PROVIDED PASSAGE:
★ ★ ★
Given these manifold defects, I am minded to say that the Framework is not worth the paper it is printed on.  It is incomprehensible to me that such a document could be presented for approval with a view to adoption by our profession(s), and incredible that a learned professional body should allow itself to be associated with it.

I learn from a variety of other sources that the composition of the Expert Reference Group is heavily weighted towards psychoanalytic modalities; cursory inspection of Appendix viii of the Methodology document reveals that the Chair is both a member of the British Psychoanalytic Council and closely associated with Roth & Pilling, therefore hardly independent.  Again, we see defects that negate the credibility of the Framework.

Given the prevalence of psychoanalytic thinking on the ERG, it is most striking that the Framework does not see fit to prescribe competences for psychoanalysts.  I wonder if they are considered, in some way, to be above such reductive and limiting descriptions?  But why should that be so?  Or is the answer, perhaps, to be found in my previous paragraph?

“hierarchical structures, universal application of economically-driven models of outcome evaluation and a strict regulatory model”
★ ★ ★
GIVEN ENTRIES:
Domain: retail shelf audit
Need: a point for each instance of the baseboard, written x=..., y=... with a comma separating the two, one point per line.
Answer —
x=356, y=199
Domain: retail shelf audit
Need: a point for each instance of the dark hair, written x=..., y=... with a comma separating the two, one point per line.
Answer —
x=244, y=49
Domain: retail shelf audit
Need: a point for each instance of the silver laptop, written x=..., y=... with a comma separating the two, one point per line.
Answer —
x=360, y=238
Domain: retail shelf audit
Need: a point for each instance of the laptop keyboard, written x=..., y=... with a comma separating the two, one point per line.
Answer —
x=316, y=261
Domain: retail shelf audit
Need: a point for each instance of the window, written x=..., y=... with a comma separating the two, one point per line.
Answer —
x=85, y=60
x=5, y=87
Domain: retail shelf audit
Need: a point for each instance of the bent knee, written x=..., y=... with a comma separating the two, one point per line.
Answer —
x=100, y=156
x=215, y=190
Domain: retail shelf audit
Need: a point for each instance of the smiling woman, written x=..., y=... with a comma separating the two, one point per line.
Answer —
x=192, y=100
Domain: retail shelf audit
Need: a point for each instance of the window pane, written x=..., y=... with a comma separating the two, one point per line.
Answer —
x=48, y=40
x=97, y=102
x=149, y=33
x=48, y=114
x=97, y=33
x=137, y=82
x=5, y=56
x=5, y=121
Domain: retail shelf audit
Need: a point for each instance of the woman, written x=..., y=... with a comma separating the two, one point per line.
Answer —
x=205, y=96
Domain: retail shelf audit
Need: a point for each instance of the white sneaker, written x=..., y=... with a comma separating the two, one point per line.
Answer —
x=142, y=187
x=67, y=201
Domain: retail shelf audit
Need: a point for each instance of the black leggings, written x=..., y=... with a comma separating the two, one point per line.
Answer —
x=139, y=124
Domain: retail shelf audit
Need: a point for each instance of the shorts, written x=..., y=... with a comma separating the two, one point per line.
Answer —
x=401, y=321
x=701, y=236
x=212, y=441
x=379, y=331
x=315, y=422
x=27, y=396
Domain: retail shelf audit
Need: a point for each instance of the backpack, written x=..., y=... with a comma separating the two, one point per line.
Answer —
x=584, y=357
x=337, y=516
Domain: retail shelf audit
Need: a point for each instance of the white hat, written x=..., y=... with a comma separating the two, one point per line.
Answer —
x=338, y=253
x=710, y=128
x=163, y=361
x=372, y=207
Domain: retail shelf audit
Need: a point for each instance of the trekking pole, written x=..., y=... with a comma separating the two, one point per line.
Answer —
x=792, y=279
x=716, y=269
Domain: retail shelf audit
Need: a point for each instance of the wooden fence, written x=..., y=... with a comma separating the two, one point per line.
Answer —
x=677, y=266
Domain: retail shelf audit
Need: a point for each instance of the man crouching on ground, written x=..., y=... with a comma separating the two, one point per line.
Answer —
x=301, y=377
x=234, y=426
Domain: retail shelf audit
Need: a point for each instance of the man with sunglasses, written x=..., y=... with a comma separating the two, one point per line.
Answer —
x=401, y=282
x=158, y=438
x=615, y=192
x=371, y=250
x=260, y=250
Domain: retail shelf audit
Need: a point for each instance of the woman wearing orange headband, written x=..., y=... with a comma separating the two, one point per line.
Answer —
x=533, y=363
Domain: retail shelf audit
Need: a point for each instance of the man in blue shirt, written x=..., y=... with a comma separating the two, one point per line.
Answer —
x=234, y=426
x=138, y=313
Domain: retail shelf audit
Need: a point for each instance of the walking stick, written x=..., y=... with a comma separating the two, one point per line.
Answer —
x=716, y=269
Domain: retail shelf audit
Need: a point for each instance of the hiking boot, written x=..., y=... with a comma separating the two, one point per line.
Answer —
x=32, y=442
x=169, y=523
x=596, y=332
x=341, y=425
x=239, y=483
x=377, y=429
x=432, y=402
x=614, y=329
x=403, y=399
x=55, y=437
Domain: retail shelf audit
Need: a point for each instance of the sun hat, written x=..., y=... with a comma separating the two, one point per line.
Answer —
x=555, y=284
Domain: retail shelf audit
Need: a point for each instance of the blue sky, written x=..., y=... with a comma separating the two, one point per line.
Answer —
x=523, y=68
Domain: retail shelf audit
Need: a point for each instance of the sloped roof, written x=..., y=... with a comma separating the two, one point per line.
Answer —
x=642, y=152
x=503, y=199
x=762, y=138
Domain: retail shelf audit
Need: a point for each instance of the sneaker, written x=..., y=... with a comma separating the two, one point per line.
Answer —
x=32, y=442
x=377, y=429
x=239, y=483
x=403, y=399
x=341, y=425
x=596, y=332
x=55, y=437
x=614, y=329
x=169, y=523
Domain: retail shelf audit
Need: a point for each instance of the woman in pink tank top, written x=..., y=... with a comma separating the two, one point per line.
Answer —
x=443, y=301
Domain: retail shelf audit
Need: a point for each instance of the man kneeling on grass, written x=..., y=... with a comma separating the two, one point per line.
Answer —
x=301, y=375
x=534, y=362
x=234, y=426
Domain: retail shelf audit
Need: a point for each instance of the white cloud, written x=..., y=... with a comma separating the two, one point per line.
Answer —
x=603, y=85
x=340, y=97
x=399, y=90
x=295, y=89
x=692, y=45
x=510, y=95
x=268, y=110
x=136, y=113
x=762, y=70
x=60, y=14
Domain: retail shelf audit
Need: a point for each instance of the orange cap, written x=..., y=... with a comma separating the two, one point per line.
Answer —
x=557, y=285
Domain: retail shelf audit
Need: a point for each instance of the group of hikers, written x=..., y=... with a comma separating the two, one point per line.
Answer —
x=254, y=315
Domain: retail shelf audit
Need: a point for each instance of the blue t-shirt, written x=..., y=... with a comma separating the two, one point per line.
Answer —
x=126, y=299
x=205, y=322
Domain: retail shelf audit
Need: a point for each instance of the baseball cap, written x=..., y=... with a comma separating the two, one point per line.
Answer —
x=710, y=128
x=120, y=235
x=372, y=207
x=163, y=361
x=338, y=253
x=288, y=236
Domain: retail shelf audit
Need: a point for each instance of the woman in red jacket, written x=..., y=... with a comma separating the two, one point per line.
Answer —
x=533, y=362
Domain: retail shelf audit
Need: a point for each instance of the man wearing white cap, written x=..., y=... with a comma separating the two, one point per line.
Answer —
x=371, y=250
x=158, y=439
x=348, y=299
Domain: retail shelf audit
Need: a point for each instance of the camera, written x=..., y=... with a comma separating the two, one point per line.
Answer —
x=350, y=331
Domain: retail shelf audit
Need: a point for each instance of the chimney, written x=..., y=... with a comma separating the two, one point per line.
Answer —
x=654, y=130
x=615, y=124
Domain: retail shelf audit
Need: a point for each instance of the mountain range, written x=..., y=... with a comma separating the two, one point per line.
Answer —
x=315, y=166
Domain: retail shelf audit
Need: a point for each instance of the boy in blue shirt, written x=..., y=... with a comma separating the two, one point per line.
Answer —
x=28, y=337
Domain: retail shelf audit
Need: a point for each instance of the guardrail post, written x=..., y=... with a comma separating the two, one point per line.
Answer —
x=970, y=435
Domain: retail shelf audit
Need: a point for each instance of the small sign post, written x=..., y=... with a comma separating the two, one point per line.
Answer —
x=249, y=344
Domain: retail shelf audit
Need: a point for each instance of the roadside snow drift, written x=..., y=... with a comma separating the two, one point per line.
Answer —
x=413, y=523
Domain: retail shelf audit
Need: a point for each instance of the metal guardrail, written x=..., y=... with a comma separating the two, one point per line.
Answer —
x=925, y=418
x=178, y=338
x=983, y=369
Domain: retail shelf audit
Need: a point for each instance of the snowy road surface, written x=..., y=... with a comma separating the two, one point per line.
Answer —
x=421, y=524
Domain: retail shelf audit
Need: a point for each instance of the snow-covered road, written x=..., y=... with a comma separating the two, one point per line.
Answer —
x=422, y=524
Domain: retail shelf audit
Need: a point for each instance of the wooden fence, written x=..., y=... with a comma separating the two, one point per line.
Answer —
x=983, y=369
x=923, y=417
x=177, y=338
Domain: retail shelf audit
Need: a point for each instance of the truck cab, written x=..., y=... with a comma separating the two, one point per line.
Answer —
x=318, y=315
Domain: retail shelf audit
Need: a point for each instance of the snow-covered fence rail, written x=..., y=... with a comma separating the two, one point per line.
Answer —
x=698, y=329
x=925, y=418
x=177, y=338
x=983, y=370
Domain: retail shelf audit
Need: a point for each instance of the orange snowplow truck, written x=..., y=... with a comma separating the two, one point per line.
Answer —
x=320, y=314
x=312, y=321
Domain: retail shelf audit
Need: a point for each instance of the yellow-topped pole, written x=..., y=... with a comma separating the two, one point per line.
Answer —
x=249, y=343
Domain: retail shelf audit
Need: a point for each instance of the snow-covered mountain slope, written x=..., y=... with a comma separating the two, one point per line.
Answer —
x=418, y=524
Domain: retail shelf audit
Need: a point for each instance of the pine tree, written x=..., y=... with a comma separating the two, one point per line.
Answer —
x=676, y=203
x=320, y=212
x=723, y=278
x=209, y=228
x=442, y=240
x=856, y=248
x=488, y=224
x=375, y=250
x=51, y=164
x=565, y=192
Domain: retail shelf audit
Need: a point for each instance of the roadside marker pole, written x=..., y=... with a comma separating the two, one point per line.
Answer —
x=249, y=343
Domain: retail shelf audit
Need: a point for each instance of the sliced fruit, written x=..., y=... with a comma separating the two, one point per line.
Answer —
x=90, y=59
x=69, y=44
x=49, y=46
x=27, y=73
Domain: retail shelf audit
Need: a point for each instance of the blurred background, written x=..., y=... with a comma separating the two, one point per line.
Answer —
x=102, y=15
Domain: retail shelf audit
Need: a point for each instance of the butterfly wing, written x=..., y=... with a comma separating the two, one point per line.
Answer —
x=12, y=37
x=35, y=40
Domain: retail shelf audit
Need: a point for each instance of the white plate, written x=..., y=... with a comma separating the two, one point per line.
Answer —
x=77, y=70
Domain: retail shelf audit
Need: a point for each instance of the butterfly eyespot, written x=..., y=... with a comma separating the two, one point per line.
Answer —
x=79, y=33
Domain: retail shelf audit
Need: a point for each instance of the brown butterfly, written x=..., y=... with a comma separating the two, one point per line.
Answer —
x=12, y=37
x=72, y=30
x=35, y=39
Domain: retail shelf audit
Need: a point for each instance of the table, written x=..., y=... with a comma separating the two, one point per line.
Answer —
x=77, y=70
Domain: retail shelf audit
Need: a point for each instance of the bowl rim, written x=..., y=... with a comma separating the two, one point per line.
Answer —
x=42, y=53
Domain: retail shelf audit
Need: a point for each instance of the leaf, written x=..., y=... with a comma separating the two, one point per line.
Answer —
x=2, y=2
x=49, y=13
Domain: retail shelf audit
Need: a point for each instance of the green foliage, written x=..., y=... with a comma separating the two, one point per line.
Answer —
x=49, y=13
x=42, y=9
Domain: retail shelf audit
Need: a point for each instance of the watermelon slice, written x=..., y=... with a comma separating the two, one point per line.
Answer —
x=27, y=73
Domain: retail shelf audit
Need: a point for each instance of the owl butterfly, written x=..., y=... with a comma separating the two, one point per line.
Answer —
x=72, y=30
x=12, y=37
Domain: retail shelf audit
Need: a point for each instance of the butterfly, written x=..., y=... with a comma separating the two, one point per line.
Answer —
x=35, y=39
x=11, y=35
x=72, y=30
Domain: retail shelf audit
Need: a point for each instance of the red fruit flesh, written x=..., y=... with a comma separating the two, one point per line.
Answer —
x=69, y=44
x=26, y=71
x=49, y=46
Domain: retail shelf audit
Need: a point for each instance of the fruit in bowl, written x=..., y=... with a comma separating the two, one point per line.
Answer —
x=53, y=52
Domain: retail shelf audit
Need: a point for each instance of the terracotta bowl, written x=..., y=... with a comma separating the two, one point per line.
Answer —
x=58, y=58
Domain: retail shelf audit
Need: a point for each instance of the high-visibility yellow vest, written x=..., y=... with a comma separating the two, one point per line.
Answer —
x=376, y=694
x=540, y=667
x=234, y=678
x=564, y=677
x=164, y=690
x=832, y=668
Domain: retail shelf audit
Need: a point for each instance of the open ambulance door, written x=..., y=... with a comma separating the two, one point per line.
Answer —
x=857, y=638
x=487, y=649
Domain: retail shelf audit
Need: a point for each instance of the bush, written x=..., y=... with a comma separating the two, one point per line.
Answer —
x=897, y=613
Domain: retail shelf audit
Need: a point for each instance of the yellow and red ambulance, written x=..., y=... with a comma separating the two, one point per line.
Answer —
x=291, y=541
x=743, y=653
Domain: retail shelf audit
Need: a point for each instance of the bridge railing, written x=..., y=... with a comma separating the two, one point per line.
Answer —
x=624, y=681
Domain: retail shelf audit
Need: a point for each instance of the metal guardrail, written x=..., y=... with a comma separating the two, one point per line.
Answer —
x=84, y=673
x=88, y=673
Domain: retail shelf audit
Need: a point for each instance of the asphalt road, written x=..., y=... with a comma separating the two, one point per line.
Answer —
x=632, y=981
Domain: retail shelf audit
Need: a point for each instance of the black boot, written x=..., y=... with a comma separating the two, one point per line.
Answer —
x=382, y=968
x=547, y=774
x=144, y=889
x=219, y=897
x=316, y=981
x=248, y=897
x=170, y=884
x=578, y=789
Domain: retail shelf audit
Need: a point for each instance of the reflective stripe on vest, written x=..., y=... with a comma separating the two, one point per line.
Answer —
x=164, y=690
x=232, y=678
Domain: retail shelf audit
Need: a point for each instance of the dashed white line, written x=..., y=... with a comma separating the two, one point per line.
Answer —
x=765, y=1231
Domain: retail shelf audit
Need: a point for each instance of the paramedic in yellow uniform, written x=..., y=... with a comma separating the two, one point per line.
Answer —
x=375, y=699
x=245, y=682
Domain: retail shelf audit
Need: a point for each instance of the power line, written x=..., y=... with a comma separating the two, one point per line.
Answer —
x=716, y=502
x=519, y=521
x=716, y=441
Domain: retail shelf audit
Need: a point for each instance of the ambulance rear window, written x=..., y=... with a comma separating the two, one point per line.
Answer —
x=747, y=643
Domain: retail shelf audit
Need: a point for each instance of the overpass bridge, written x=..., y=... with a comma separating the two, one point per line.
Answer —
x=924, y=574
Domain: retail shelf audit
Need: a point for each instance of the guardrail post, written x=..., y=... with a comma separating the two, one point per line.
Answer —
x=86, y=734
★ ★ ★
TASKS TO CARRY OUT:
[1] List the items named in the final quoted line of the passage on the Framework.
[2] Render this sentence from the passage on the Framework in Spanish: "Again, we see defects that negate the credibility of the Framework."

ANSWERS:
[1]
- hierarchical structures
- universal application of economically-driven models of outcome evaluation
- a strict regulatory model

[2] Una vez más, vemos defectos que anulan la credibilidad del Marco.